#### TEXT ####

Wenn der Krieg vorbei ist, darf man nicht die vielen Hoffnungszeichen vergesen ...

Und ich will dann, wenn der Krieg Vergangenheit ist, die vielen Hoffnungszeichen nicht vergessen: die Aufnahmebereitschaft für Flüchtlinge, die Spenden und die Aufbauhilfe in der Ukraine. Ich werde Gott danken für alle Kräfte, die nicht resigniert haben in schweren Zeiten. Ich werde danken dafür, dass Gott die Menschen nicht verlassen hat, auch wenn es manchmal danach aussah. Ich glaube, Gott wirkt unter uns so, wie Jesus von Nazareth das getan hat: ermutigend, kraftvoll, ausdauernd. Einer, der Leiden, Unrecht und Gewalt kennt bis hin zum Tod am Kreuz. Einer, der den Sieg des Lebens gebracht hat.

Hoffnung, um in die Zukunft zu gehen

Darum ist der Karfreitag heute für mich ein „Welttag für Hoffnungszeichen“. Wir schauen hin. Wir halten es aus. Wir tun, was wir können. Und ich hoffe: Es bleibt nicht dabei, Leiden ertragen und aushalten zu müssen. Es bleibt nicht beim Karfreitag. Wir gehen in Richtung Ostersonntag. Gewalt und Tod werden ihr Ende finden. Gott erweckt von den Toten. Das Leben siegt. Das ist ein großes Reservoir an Hoffnung, um in die Zukunft zu gehen. Das gibt mir Kraft für die Gegenwart.

#### BEREITGESTELLTES MATERIAL ####

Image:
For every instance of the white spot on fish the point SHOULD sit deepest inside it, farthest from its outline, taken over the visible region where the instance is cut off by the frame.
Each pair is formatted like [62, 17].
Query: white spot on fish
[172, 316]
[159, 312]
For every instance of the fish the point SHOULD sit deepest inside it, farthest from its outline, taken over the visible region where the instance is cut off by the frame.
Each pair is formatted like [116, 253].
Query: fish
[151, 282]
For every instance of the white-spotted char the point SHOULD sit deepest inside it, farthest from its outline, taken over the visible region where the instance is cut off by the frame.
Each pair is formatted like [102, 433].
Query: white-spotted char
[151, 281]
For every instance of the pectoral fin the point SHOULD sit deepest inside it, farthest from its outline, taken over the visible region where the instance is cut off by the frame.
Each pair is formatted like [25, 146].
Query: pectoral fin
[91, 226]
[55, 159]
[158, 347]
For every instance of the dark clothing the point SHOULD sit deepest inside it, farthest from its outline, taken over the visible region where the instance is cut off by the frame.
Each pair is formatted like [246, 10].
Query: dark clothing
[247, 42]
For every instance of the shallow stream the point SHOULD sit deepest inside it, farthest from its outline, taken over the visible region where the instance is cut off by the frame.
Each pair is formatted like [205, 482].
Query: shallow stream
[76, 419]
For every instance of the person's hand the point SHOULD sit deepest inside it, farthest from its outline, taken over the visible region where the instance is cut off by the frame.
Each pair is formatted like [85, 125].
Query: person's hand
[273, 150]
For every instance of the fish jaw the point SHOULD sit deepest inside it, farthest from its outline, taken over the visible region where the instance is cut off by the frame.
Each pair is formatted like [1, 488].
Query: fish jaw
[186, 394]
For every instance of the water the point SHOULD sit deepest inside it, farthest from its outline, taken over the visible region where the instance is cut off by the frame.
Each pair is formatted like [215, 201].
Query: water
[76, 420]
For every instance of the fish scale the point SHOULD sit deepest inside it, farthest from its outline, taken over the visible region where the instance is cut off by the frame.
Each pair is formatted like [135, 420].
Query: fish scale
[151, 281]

####

• _DIE AUFGABE_:
Bitte geben Sie aus dem Text über die Hoffnungszeichen den Abschnitt von „Und ich will“ bis „Lebens gebracht hat.“ wörtlich wieder. Stützen Sie sich nur auf den Text über die Hoffnungszeichen, nicht auf das Material.

• _LÖSUNG_:
Und ich will dann, wenn der Krieg Vergangenheit ist, die vielen Hoffnungszeichen nicht vergessen: die Aufnahmebereitschaft für Flüchtlinge, die Spenden und die Aufbauhilfe in der Ukraine. Ich werde Gott danken für alle Kräfte, die nicht resigniert haben in schweren Zeiten. Ich werde danken dafür, dass Gott die Menschen nicht verlassen hat, auch wenn es manchmal danach aussah. Ich glaube, Gott wirkt unter uns so, wie Jesus von Nazareth das getan hat: ermutigend, kraftvoll, ausdauernd. Einer, der Leiden, Unrecht und Gewalt kennt bis hin zum Tod am Kreuz. Einer, der den Sieg des Lebens gebracht hat.